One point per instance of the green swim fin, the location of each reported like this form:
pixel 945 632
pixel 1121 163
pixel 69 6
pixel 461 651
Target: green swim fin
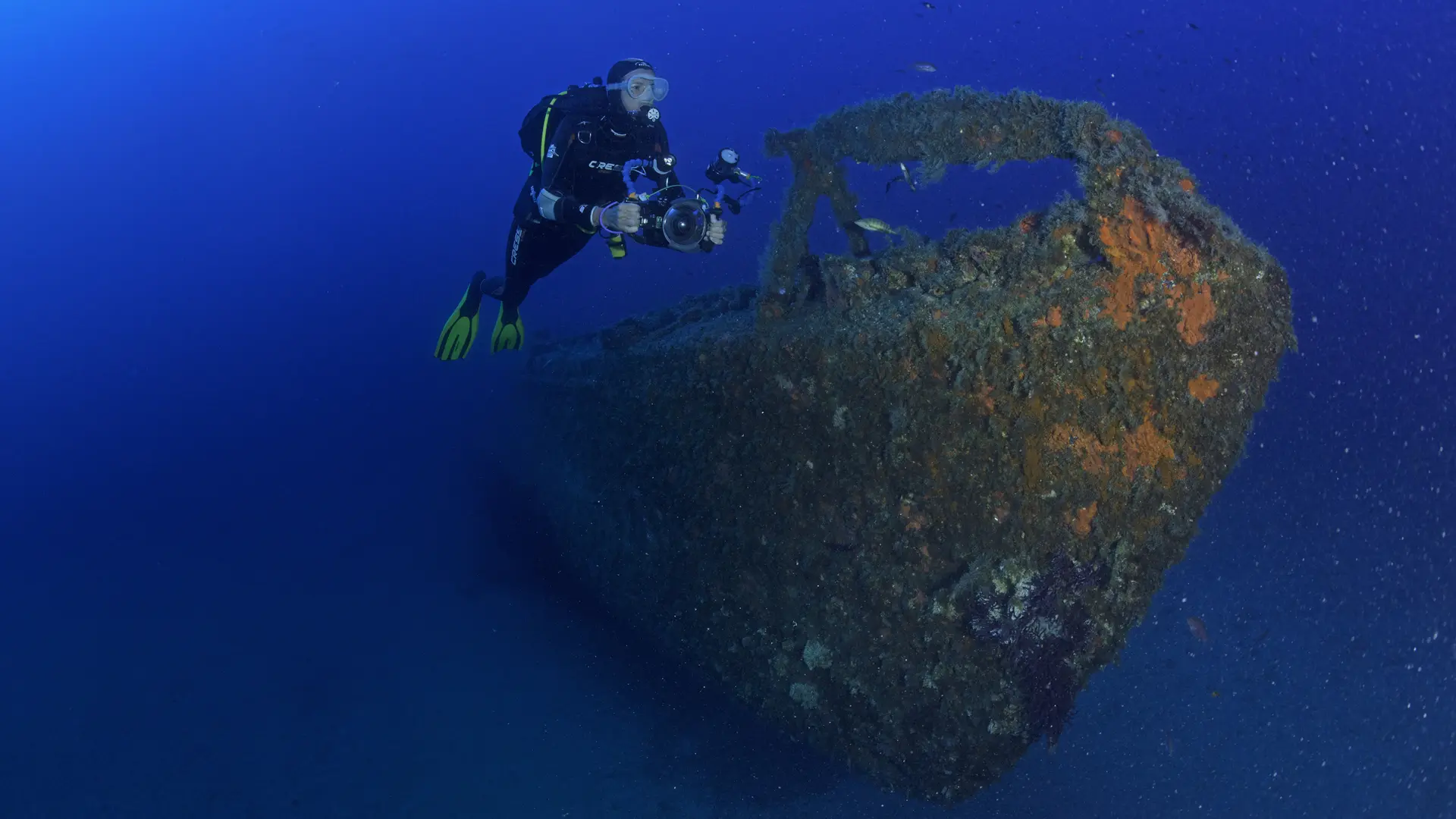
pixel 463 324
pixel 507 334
☆ ☆ ☆ ☆ ☆
- _Work request_:
Restate word for word each line from the one containing "pixel 945 632" through the end of the material, pictures excluded.

- _Solution to this problem_:
pixel 945 632
pixel 1121 163
pixel 69 6
pixel 461 651
Target: green swim fin
pixel 463 324
pixel 507 334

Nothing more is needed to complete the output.